::: DATA EXTRACTS

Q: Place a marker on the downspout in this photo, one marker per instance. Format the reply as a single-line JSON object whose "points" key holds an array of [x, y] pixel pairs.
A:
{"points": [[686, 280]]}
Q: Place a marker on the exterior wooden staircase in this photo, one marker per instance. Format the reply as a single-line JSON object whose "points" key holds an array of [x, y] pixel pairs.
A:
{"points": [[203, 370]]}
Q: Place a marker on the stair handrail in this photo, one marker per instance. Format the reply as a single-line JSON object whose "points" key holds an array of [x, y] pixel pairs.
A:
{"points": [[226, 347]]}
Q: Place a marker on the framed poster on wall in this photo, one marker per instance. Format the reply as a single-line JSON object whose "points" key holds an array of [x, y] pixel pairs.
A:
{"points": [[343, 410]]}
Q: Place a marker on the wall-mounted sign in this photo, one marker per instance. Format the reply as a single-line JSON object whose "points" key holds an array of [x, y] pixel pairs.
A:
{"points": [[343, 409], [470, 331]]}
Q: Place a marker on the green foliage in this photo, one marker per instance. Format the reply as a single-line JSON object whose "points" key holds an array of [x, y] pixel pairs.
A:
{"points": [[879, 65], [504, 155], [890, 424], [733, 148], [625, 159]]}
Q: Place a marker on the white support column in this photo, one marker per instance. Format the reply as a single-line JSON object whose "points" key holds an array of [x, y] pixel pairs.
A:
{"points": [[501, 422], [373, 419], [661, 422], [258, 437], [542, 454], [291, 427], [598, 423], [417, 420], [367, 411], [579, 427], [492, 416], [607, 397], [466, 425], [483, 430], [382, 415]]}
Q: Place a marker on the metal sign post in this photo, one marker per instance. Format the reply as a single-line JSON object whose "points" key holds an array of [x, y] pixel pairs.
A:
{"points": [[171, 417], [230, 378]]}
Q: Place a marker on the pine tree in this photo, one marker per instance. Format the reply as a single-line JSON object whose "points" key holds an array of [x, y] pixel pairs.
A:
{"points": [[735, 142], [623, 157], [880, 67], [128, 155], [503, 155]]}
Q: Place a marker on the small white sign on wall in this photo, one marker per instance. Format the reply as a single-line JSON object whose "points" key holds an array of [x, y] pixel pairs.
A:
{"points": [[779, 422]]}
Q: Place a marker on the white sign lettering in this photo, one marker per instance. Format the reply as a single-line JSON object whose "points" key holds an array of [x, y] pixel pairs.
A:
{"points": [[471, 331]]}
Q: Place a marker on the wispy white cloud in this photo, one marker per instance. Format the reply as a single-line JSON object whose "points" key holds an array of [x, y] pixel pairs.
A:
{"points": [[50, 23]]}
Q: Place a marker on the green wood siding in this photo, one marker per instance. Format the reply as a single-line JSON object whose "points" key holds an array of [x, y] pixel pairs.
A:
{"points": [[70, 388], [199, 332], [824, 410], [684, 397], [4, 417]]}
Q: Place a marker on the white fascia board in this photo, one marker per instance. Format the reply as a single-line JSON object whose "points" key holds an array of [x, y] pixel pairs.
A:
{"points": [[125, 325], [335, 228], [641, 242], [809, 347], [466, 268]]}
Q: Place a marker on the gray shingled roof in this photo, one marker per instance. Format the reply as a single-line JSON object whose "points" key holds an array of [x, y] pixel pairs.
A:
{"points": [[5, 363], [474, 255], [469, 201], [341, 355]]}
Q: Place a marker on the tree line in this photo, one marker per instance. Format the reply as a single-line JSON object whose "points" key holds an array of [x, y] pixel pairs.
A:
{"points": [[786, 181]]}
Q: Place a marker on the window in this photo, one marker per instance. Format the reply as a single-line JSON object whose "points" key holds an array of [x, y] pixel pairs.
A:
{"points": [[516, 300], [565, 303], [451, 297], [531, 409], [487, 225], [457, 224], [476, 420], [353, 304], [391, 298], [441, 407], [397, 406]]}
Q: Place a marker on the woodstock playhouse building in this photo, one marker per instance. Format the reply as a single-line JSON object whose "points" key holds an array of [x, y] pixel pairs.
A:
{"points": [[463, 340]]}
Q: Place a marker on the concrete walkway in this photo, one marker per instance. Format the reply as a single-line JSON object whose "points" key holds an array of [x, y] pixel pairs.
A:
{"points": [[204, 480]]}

::::::

• [WORK REQUIRED] Check each line of the data above, and please copy the ones in which the string "sign" occurs.

• [EXERCISE OUTPUT]
Q: Place a marker on the wall-mounted sign in this photo, one marker per instance. Format the reply as a single-line JSON object whose "points" key holds an array of [x, y] pixel pairs.
Q: Place a marker on the metal sign post in this photo, one marker per instance. Format the reply as a single-line JSON object whose "points" key holds an array of [x, y] pixel pairs.
Q: Place a marker on the small white sign on wall in this photo, one marker per instance. Format the reply as a single-line JSON object whose "points" key holds an array of [x, y] pixel pairs.
Q: Place a marker on the white sign lettering in this photo, one marker per instance. Format the reply as a single-line JSON object whose "points" key holds an array of [x, y] pixel pairs.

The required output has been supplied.